Data shown:
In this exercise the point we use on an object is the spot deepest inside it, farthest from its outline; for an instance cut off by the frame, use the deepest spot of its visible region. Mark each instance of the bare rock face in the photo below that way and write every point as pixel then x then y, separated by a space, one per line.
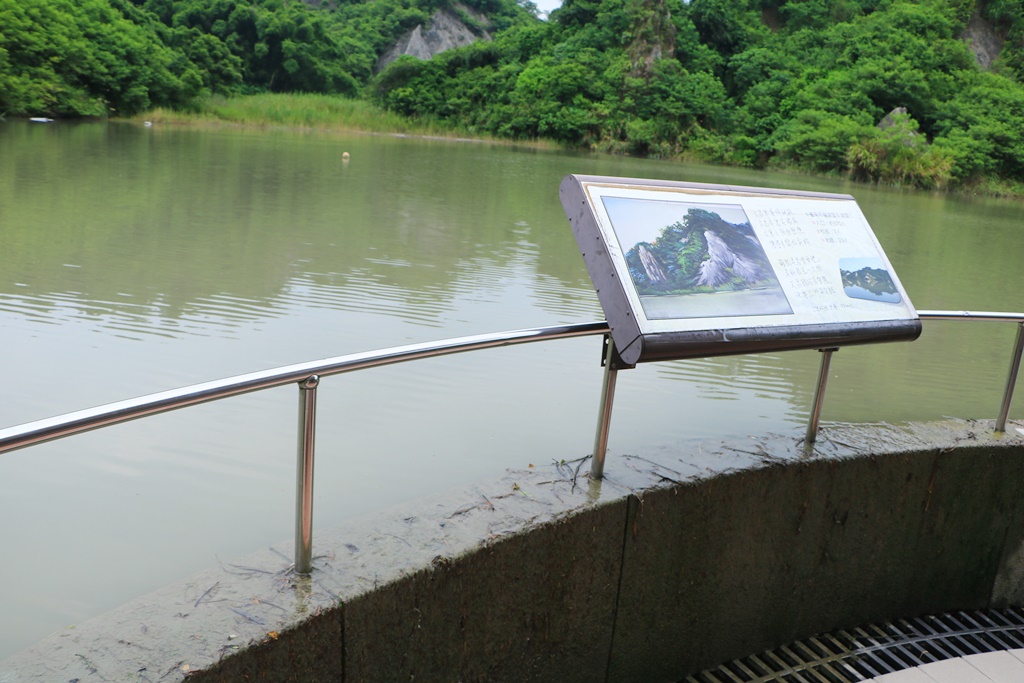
pixel 983 40
pixel 443 32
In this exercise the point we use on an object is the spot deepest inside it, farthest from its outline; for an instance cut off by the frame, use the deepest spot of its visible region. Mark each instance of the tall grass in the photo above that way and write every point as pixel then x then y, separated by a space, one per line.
pixel 305 112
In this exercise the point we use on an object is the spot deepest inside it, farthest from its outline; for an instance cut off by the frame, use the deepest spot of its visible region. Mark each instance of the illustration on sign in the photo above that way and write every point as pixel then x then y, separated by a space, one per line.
pixel 694 260
pixel 867 279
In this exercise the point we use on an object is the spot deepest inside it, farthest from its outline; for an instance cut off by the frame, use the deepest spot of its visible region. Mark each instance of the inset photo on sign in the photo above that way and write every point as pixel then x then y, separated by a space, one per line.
pixel 867 279
pixel 689 259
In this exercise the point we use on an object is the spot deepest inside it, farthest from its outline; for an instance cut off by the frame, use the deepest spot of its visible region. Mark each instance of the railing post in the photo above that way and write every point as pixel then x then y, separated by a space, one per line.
pixel 1015 366
pixel 819 395
pixel 604 411
pixel 304 475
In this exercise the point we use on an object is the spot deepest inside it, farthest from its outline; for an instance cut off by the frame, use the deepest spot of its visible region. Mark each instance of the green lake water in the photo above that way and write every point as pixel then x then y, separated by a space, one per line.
pixel 134 260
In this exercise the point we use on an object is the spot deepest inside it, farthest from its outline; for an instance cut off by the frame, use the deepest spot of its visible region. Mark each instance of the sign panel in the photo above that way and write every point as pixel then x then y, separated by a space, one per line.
pixel 688 269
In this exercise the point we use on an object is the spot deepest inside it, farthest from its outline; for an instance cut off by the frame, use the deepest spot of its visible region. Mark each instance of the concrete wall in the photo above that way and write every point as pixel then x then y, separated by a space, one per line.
pixel 670 565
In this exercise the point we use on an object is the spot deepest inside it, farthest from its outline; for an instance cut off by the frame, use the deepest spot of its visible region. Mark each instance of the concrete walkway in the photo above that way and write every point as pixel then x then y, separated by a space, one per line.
pixel 1007 667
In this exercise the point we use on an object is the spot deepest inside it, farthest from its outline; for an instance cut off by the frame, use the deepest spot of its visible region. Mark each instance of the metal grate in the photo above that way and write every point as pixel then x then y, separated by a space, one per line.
pixel 862 653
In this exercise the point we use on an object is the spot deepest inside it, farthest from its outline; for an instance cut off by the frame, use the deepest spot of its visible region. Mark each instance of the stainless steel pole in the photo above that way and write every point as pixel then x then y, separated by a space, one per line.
pixel 304 475
pixel 604 413
pixel 1015 366
pixel 819 394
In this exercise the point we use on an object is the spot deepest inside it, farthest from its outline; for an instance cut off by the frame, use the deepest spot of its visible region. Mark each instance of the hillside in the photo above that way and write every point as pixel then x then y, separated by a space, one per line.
pixel 925 93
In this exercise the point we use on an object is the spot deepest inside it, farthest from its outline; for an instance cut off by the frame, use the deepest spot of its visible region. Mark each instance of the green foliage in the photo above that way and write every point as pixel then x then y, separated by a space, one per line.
pixel 800 83
pixel 899 156
pixel 59 57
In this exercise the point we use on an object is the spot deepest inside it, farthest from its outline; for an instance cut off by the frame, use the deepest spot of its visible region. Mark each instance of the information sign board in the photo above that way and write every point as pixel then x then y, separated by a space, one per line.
pixel 688 269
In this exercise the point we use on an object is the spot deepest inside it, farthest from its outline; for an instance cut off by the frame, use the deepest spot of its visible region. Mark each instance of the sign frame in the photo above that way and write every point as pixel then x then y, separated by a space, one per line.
pixel 791 245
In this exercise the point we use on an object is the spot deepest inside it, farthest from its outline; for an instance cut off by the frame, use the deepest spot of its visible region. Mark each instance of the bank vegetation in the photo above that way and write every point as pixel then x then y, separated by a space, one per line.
pixel 924 93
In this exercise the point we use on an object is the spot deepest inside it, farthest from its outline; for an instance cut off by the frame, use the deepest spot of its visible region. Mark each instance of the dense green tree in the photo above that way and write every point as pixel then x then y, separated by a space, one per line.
pixel 84 58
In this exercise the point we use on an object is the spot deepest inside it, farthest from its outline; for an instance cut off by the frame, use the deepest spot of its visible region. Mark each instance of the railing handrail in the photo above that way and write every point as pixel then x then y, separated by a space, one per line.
pixel 307 376
pixel 48 429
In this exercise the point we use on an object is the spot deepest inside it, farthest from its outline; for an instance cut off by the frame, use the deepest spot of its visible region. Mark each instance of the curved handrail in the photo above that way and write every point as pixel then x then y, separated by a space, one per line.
pixel 48 429
pixel 307 376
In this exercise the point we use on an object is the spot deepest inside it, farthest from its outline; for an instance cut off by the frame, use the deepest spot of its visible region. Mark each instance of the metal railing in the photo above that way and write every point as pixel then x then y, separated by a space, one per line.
pixel 308 375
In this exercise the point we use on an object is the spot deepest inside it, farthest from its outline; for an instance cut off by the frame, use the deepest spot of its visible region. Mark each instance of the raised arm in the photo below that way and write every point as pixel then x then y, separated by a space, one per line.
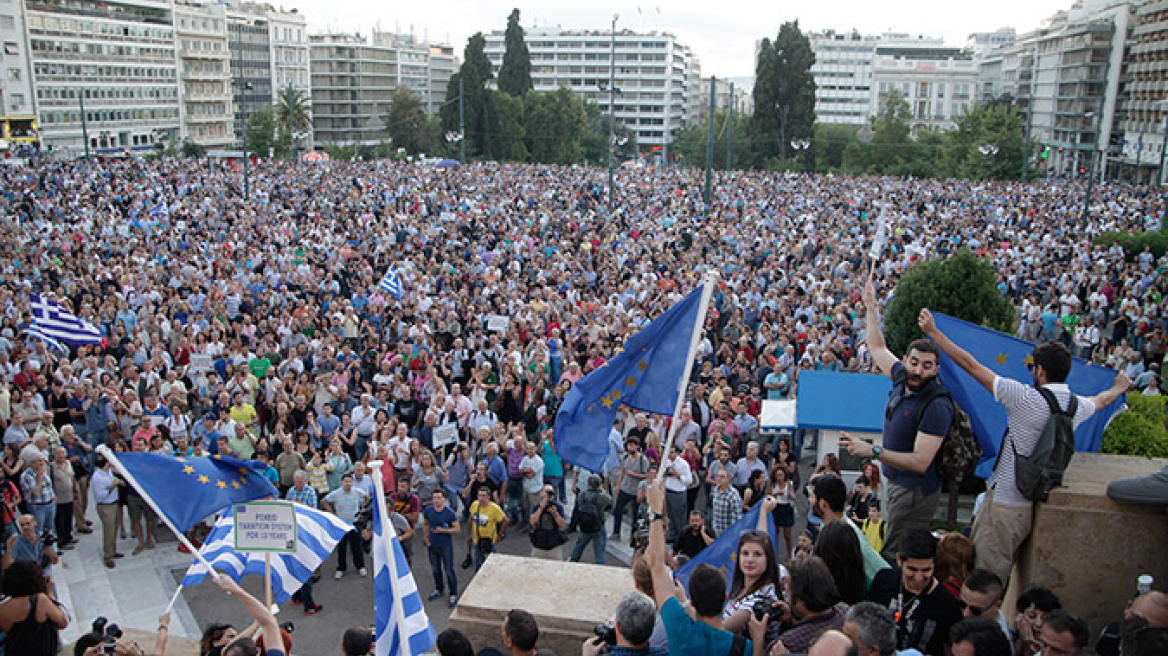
pixel 874 334
pixel 979 371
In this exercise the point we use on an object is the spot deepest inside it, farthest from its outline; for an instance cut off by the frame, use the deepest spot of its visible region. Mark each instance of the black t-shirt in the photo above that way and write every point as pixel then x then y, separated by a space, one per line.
pixel 690 543
pixel 925 621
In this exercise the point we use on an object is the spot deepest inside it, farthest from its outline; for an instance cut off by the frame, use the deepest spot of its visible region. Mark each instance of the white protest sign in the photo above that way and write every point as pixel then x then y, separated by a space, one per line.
pixel 265 525
pixel 445 434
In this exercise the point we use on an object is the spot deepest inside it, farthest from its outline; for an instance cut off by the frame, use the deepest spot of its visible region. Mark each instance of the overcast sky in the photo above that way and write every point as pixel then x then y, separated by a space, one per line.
pixel 721 33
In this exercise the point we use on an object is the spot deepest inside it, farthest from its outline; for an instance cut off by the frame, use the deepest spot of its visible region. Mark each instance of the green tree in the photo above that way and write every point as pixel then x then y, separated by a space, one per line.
pixel 556 126
pixel 408 124
pixel 963 285
pixel 829 144
pixel 474 74
pixel 765 123
pixel 262 137
pixel 794 90
pixel 505 141
pixel 690 142
pixel 988 142
pixel 515 74
pixel 595 141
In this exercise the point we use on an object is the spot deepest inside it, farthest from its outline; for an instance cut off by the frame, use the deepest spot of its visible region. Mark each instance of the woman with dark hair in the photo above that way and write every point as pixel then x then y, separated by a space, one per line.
pixel 29 618
pixel 839 546
pixel 756 578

What the task requires: Return exactly the lines of the data, and only those, from the line with "of the woman" through the last line, inclusive.

Answer to the task:
In this exercise the point we use on an object is the spot deepest inside it, farthest from its outline; for an instance cut off by the frame, use the deepest spot of its visible region. Mark each instance of the woman with dark hair in the photo above that way and write every point as pixel then x then y, separated by a space, one per line.
pixel 29 618
pixel 839 546
pixel 756 578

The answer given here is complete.